▶ _EXERCISE MATERIAL_

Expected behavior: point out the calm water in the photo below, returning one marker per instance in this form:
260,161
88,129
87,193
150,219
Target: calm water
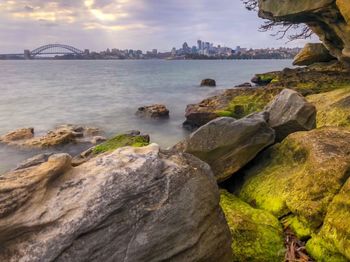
106,94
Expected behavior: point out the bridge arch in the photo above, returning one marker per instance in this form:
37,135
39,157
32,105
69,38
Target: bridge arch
55,49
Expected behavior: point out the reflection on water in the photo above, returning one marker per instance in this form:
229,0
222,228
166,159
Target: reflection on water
106,94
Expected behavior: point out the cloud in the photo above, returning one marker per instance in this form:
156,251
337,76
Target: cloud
137,24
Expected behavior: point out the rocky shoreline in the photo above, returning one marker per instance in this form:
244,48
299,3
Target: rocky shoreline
265,175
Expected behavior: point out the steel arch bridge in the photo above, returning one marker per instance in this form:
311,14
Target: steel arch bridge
55,49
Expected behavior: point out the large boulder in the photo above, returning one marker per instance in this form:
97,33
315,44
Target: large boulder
290,112
329,19
298,178
134,204
312,53
227,144
256,234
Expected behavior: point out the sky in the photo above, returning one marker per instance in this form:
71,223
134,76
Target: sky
130,24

▶ _REQUIREMENT_
Write out every line above again exactly, with the pictures left out.

▶ _ANSWER AREA_
Expected behavior: point out the calm water in the photo below, returning one marker per instance in this form:
260,161
88,129
87,193
150,219
Target: calm water
106,94
Expected behavior: point out the bridge arch in the photo above, returning one marker per instance in this form:
37,135
39,157
32,105
69,38
Target: bridge arch
55,49
Expected behavior: point out the reflection on water in the photo above, returning one marker per instance in this form:
229,0
222,228
166,159
Target: reflection on water
106,94
Expected behavior: point out the cloud in the photo above, returning one marker per instance in this form:
156,251
337,76
Target: cloud
137,24
Expected behavior: point out the rocky shoreline in the photo above, returning one marker per instance in this form:
244,48
299,3
Target: rocky shoreline
265,175
Expected behavior: point out the steel arch bridge in the photo above, returning one marker per instance in this form:
311,14
Target: steel arch bridge
55,49
Expected behavior: point out the large boulder in the photo above, returning one marker per instance in this form:
97,33
315,44
Target: large boulder
290,112
329,19
298,178
134,204
312,53
227,144
256,234
Expected behavior: point out the sky in the photo above, returning one marker per instance in this form:
71,223
134,76
Target: sky
130,24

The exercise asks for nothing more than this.